------ Ausgangstext ------

Die Einsicht, dass man arbeiten muss, um etwas zu werden, stand schon in früher Jugendzeit zu oberst auf der Liste. Dass es im Leben auch eine andere Seite gibt: ein Gefühlsleben zum Beispiel, Liebe, Anerkennung, Herzenswärme, Verbundenheit, – und wie wichtig all diese Dinge sind, um das zu lernen, brauchte ich längere Zeit.

Nachdem ich die Schulferien während der Primarschulzeit in der Heimat meiner Mutter, in Altstätten im Riet und als Tankboy in Marbach verbracht hatte, änderte sich mein Ferienort mit dem Eintritt in die Sekundarschule wesentlich.

Im Welschland

Anfang Mai 1957, mit knapp 12½ Jahren, trat ich in die Sekundarschule Thusis ein. Natürlich hatte ich mir unter den Fittichen meiner Mutter eine gute Aufnahmeprüfung erarbeitet. Gegen Ende Juni, nach kaum zwei Monaten Schule, begannen die zehnwöchigen Sommerferien. Bis dahin brachte uns Lehrer Cajöri im Französischunterricht ein paar wenige, einfache Sätze bei. Monsieur, Madame, Bonjour oder merci – ein paar Wörter eben.

Nach dem Frühjahrsschulschluss, an einem Montagmorgen früh, lief ich, mit meiner Mutter auf die Bahnstation in Thusis. Versehen mit einem kleinen Koffer, einem Bahnbillett nach Vevey am Genfersee und einer Adresse von Mont Pèlerin bestieg ich den Zug der RhB, vorerst in Richtung Chur.

Was mich erwartete, wusste ich nicht so recht. Einzig: Jetzt geht’s ab ins Welsche, an einen fremden Ort zu fremden Leuten, die eine fremde Sprache sprechen. An den Abschied von meiner Mutter am Bahnhof Thusis kann ich mich nicht mehr erinnern, wohl aber an die Bahnfahrt via Disentis–Brig mit der damaligen Furka-Oberalp-Bahn. Natürlich gab’s den Furka-Basistunnel noch nicht, die Fahrt ging hinauf zum Scheiteltunnel und auf der Walliser Seite wieder hinab nach Gletsch. Zum ersten Mal bekam ich einen richtigen Gletscher zu Gesicht, den aus den Schulbüchern bekannten Rhonegletscher. Seine Zunge endete damals wenig oberhalb der Talsohle von Gletsch.

Nach einer langen Bahnfahrt stieg ich am späten Nachmittag in Vevey aus dem Zug, begab mich vor die Bahnhofshalle, schaute mich um: Niemand erwartete mich. Ich fühlte mich einsam und verlassen. Endlich – nach langem Warten vor dem Eindunkeln fuhr ein alter Militärjeep vor. Ein Mann trat auf mich zu, schaute mich an. In seiner Frage war mein Name Silvio enthalten. Er hiess mich aufsitzen und los ging die Fahrt. Zuerst durch die Stadt Vevey, dann einen Hügel hinauf. Die Wege wurden immer schmaler, endlich hielten wir vor einem Bauernhof.

------ Bereitgestellte Angaben ------

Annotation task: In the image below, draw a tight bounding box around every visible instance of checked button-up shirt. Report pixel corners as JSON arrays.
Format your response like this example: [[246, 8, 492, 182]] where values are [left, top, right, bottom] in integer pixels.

------

Aufgaben
[1] Schreiben Sie aus dem Bericht über die Reise ins Welschland alles von „Anfang Mai 1957, mit“ bis hinunter zu „paar Wörter eben.“ wortgetreu nieder.
[2] Führen Sie den Bericht über die Reise ins Welschland nach seinem letzten Satz weiter.

Ergebnisse
[1]
Anfang Mai 1957, mit knapp 12½ Jahren, trat ich in die Sekundarschule Thusis ein. Natürlich hatte ich mir unter den Fittichen meiner Mutter eine gute Aufnahmeprüfung erarbeitet. Gegen Ende Juni, nach kaum zwei Monaten Schule, begannen die zehnwöchigen Sommerferien. Bis dahin brachte uns Lehrer Cajöri im Französischunterricht ein paar wenige, einfache Sätze bei. Monsieur, Madame, Bonjour oder merci – ein paar Wörter eben.

[2]
Ich nahm meinen Koffer und lief hinter meiner Bezugsperson her in das Haus. In der Küche stand eine Bauersfrau, Madame Volet, die mich begutachtete und die auch ein paar Worte Berndeutsch sprach.

Mit mir zusammen waren noch drei weitere Kinder in der Küche. Es wurde viel und vor allem französisch geredet, telefoniert, während ich wortlos am Tisch sass. Inzwischen war es draussen dunkel geworden. Madame Volet wandte sich an mich und erklärte mir, dass sie bereits genügend Hilfe hätten und dass sie für mich bei einem benachbarten Bauern einen Platz gefunden habe. Viel gab’s da nicht zu fragen, in der Küche wurde weiter gearbeitet, der kleine Bub aus dem Kanton Grison verzichtete auf den angebotenen Käse, er wartete auf seinen neuen Meister.

Nach langer Zeit, es war schon spät am Abend, erschien ein junger Mann unter der Haustüre, wechselte ein paar Sätze mit Madame Volet, schaute mich an, nahm meinen kleinen Koffer in die Hand und bedeutete mir mitzukommen.

Wir liefen zuerst einen Fussweg entlang, dann über Wiesen, bis spärliches Licht eines weiteren Bauernhofs auftauchte. Vor dem Wohnhaus stand eine riesige Pappel. Dort traten wir in die ebenerdige Küche ein. Ein älterer Mann, seine weisshaarige Frau und eine jüngere Frau waren am Tisch versammelt. Die Leute hiessen Mouron, der ältere Bauer war mein Patron, die ältere Bäuerin seine Frau, meine Madame. Die jüngere Frau hiess Mariejeanne, das war die Tochter des Hauses, und der junge Mann, der mich abholte, hiess Marcel, ihr Bruder.

Man bot mir etwas zu essen an. Ich konnte nichts essen. Meine Einsamkeit, meine Verlassenheit, all die neuen Begegnungen vertrieben meinen Hunger. Sie zeigten mir ein einfaches, kleines Zimmer im ersten Stock, das über eine Aussentreppe erreichbar war. Ich stellte mein Köfferlein neben das alte, hohe Bett, legte mich hin und liess meinen Tränen freien Lauf.

Heute würde man telefonieren, mit einem eigenen Handy sogar. Bist du gut angekommen? Wie war die Fahrt? Wie sind deine Meistersleute? Geht’s dir gut? Kopf hoch, Silvio, und… Damals aber musste ich selber mit mir fertig werden. Wie sollte ich nach Hause telefonieren? Wir besassen zu Hause noch kein Telefon.

Dieses Erlebnis liegt nun mehr als 55 Jahre zurück. Trotzdem erinnere ich mich an jede noch so kleine Einzelheit. Zum Beispiel daran, wie eine riesengrosse Heuschrecke auf dem Schüttstein herumkroch. Und wie Madame aufstand, das Tier ergriff und nach draussen beförderte.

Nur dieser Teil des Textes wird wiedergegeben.